**Passage:**
····················

As my young heart mended after this realization, my views evolved. I stopped seeing purpose as a sort of goal but, rather, as a survival stratagem. Purpose was necessary.
Why was purpose necessary? Because we seek comfort. Not knowing what we’re supposed to be doing is uncomfortable. Imagine it like this: We’re all at a party. Some people naturally know what to do – get drinks, dance, talk with others; but some of us (correction: a lot of us), can’t really figure out what to do.
Some of us may have too many options, others might have none. Life becomes uncomfortable when we’re forced to just kind of stand in the corner doing some variation of the robot.
I drifted from one gig to another. But as time progressed, I never felt these gigs were my calling or purpose. They were something I love to do, but not something I’d consider spending the rest of my life doing.
Fast-forward to right now and I’m a nearly 20-year-old college kid who is trying to figure out his major. Still. It only seems natural that I go with something involving emergency response. I was about 98% certain I was going to be an Athletic Trainer.
But guess what? Life happened. Again. And life told me, in a pretty direct way, I should maybe reconsider that notion. How?
I found myself involved with politics.

····················

**Data shown:**
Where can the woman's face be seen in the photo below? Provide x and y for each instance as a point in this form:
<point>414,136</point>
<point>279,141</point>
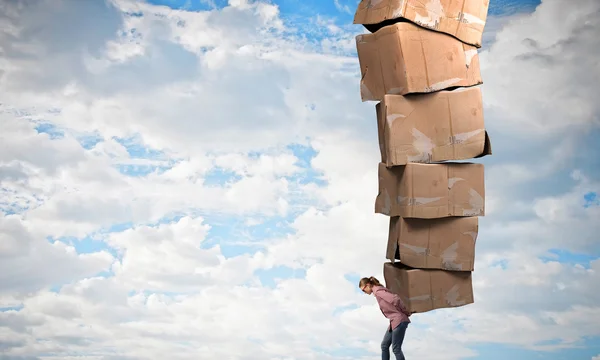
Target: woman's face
<point>367,289</point>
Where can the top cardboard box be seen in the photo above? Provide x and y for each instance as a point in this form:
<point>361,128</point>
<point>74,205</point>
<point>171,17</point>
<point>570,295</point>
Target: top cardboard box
<point>463,19</point>
<point>404,58</point>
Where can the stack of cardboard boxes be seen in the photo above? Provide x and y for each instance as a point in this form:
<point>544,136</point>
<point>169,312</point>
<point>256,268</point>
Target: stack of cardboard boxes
<point>421,63</point>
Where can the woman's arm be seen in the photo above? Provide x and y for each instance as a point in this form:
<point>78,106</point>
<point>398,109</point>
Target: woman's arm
<point>393,299</point>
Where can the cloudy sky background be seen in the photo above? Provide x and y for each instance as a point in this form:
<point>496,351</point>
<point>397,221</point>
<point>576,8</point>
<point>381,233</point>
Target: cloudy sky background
<point>196,180</point>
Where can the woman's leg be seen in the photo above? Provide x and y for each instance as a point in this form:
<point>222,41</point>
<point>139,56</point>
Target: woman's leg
<point>385,345</point>
<point>397,339</point>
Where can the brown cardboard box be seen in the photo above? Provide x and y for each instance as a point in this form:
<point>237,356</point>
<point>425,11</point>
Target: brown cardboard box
<point>447,244</point>
<point>446,125</point>
<point>404,58</point>
<point>463,19</point>
<point>426,290</point>
<point>430,191</point>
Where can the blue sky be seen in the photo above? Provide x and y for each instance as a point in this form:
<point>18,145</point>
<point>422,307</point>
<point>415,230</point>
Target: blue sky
<point>104,151</point>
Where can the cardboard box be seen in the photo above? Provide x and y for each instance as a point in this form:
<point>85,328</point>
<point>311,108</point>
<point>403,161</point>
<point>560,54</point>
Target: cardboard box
<point>446,244</point>
<point>446,125</point>
<point>430,191</point>
<point>463,19</point>
<point>404,58</point>
<point>426,290</point>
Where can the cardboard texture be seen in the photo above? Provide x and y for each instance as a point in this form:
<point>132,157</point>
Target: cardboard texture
<point>463,19</point>
<point>404,58</point>
<point>446,125</point>
<point>430,191</point>
<point>426,290</point>
<point>446,244</point>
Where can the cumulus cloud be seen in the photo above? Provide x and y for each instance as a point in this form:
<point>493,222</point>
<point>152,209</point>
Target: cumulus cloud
<point>226,92</point>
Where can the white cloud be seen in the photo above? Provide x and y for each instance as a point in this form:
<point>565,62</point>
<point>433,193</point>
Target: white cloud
<point>211,90</point>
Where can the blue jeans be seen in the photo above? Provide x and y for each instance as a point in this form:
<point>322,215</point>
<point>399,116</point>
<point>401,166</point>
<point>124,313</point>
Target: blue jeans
<point>393,338</point>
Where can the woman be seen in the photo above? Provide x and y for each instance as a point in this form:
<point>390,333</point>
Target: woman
<point>392,308</point>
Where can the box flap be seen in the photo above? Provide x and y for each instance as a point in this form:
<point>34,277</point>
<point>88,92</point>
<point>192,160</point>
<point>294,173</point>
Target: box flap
<point>404,58</point>
<point>463,19</point>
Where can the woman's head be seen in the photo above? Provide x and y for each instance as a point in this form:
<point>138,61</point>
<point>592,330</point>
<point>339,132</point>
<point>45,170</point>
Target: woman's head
<point>366,284</point>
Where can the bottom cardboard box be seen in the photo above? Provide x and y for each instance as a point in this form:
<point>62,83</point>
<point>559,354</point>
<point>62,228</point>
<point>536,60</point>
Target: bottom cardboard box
<point>424,290</point>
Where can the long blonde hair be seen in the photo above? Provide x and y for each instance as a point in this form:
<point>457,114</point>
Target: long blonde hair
<point>369,281</point>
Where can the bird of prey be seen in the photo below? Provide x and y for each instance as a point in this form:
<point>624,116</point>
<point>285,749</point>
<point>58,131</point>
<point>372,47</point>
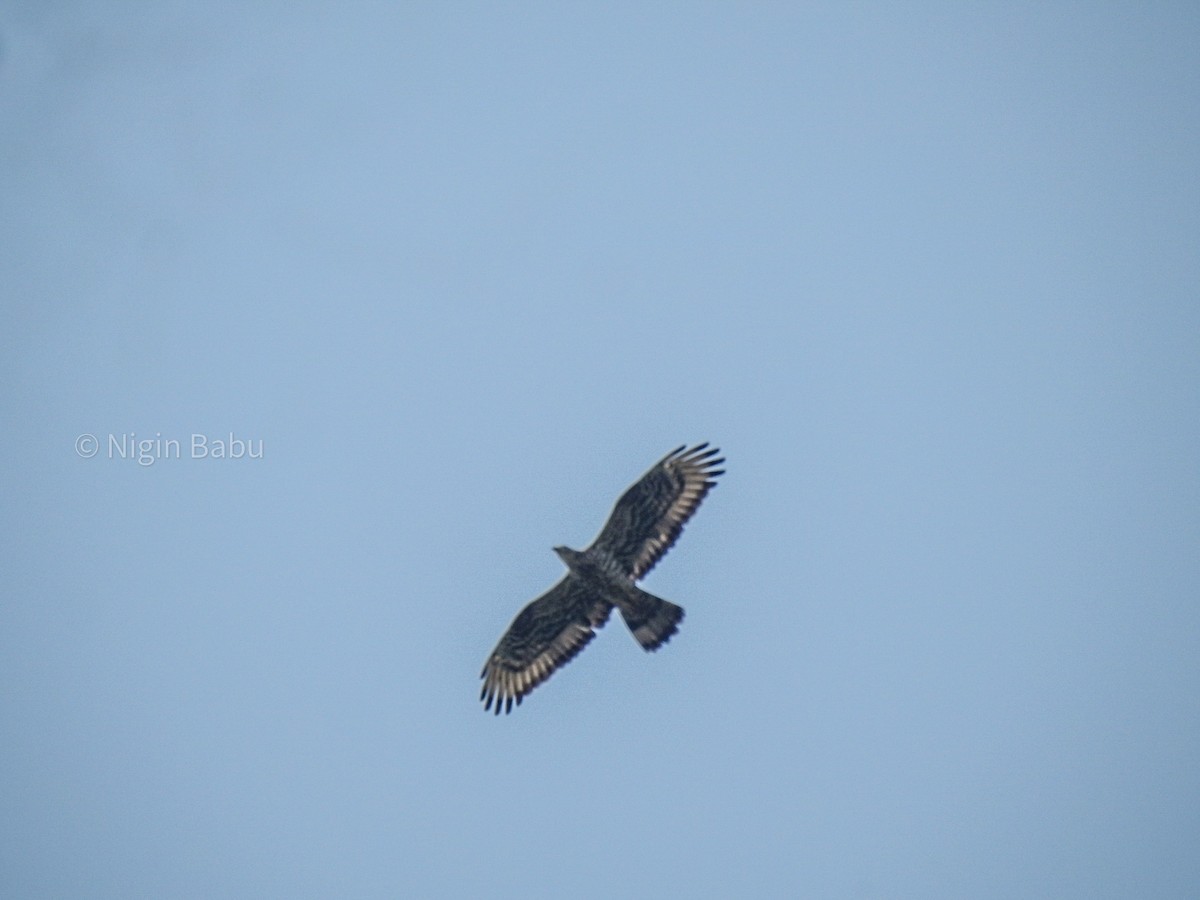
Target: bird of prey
<point>643,525</point>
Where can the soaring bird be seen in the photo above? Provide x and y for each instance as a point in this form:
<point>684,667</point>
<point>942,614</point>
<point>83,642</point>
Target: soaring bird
<point>642,527</point>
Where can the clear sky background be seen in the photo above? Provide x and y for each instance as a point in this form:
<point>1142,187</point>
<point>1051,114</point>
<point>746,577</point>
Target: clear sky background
<point>929,274</point>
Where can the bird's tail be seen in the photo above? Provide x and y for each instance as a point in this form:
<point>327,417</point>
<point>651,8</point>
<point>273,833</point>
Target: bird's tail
<point>651,618</point>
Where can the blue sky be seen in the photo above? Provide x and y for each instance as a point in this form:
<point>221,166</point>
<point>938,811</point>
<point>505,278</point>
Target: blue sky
<point>927,274</point>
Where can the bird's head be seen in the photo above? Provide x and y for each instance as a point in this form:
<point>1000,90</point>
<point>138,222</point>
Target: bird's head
<point>567,555</point>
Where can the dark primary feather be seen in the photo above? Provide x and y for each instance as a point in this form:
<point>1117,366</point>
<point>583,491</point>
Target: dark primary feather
<point>649,516</point>
<point>643,526</point>
<point>543,637</point>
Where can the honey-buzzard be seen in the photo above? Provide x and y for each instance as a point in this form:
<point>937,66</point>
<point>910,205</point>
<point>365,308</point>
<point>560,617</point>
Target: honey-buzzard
<point>643,525</point>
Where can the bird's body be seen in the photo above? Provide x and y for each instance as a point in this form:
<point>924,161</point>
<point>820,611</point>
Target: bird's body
<point>646,521</point>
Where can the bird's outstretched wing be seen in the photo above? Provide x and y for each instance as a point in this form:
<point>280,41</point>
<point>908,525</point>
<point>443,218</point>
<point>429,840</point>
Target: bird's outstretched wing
<point>543,637</point>
<point>649,516</point>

····················

**List of tasks:**
A – From the essay on purpose, set down the part from "Fast-forward to right" up to and including "that notion. How?".
B – Answer these questions from the essay on purpose:
(i) In the imagined party, what three things do the people who naturally know what to do get up to?
(ii) How certain was the writer of becoming an Athletic Trainer?
(iii) What did the writer find themselves involved with?

**Results:**
A –
Fast-forward to right now and I’m a nearly 20-year-old college kid who is trying to figure out his major. Still. It only seems natural that I go with something involving emergency response. I was about 98% certain I was going to be an Athletic Trainer.
But guess what? Life happened. Again. And life told me, in a pretty direct way, I should maybe reconsider that notion. How?

B –
(i) They get drinks, dance and talk with others.
(ii) About 98% certain.
(iii) Politics.